TASK GOAL: Write out, unchanged, the lines from the one holding "the mountain range" to the close of the listing. Both the first and last lines belong in it.

INPUT DATA:
>> BEGIN
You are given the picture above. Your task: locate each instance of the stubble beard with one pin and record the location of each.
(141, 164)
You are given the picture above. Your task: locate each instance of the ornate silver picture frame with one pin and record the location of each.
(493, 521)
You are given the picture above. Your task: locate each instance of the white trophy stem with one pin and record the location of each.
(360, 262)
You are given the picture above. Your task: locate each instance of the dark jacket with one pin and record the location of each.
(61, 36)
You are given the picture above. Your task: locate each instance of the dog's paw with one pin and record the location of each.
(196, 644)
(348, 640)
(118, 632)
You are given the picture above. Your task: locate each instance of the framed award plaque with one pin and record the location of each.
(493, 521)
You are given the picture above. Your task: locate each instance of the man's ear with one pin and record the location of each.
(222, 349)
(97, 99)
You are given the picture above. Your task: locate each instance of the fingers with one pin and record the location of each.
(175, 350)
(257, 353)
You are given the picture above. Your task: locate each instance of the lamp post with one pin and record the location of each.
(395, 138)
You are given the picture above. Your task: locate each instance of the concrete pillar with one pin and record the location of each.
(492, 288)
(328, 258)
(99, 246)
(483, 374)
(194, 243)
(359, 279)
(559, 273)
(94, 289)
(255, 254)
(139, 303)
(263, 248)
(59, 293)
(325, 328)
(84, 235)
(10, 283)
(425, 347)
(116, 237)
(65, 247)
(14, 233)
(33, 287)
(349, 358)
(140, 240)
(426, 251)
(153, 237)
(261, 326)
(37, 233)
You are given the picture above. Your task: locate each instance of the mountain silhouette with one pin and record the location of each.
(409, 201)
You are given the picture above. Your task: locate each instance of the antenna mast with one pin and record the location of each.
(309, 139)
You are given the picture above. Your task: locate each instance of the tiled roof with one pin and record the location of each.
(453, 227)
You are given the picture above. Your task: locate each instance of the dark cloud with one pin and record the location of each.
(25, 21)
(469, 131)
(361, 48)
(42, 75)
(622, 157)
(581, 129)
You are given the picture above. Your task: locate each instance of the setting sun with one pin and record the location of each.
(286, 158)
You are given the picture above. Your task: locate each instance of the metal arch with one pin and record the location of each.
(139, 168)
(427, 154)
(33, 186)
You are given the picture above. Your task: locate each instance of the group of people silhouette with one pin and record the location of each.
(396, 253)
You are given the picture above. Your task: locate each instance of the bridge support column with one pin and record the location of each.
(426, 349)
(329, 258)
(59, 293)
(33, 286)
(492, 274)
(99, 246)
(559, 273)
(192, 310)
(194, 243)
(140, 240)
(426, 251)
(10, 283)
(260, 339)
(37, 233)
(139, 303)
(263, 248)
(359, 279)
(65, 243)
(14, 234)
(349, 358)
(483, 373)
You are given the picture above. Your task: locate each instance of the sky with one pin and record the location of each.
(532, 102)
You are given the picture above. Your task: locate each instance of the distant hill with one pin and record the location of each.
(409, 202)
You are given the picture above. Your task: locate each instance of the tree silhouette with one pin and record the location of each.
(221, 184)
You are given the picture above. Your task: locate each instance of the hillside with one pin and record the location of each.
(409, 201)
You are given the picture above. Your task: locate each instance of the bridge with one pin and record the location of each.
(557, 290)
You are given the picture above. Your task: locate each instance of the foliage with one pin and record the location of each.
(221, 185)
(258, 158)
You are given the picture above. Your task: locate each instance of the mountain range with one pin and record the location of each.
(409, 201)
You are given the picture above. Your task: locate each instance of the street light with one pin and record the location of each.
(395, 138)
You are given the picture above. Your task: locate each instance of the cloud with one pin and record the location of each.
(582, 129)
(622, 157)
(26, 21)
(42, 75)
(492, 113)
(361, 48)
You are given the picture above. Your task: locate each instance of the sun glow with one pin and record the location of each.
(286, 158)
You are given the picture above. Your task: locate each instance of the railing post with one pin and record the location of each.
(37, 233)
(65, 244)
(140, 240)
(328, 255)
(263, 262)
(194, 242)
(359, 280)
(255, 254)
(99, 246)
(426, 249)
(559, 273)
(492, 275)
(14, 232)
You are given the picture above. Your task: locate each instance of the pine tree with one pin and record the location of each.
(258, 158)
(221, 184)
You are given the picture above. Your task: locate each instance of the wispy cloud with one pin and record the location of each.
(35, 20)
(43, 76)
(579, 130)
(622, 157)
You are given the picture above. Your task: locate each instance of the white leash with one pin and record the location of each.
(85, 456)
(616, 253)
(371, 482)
>> END
COMPLETE ANSWER:
You are given the picture above. Your task: locate each instance of the mountain range with one pin and record the location of each.
(409, 201)
You are given the picture above. Your task: locate each instance of the street light with one pin and record the location of each.
(395, 138)
You are given the picture above. Your task: locate each instance of the cloud with one pin and record the location of each.
(582, 129)
(622, 157)
(26, 21)
(42, 75)
(492, 113)
(361, 48)
You are given the picture above. Your task: locate each instance of the sun glow with one pin and record the location of each.
(286, 158)
You are given the picture above. Your task: locate each instance of the railing post with one pin and record the location of each.
(37, 233)
(65, 244)
(140, 240)
(328, 255)
(263, 262)
(194, 242)
(359, 280)
(255, 254)
(99, 246)
(426, 249)
(559, 273)
(492, 275)
(14, 232)
You are given the picture above. Your task: locate each instance of the pine tree with one pin and record the location of each.
(258, 158)
(221, 184)
You are given the picture above. Your task: locate each instance of the wispy cloud with one pin and record the location of each.
(35, 20)
(43, 76)
(579, 130)
(622, 157)
You are given the picture above. Your task: locate each instance of the white leash with one pin and record the location of each.
(85, 456)
(616, 253)
(371, 482)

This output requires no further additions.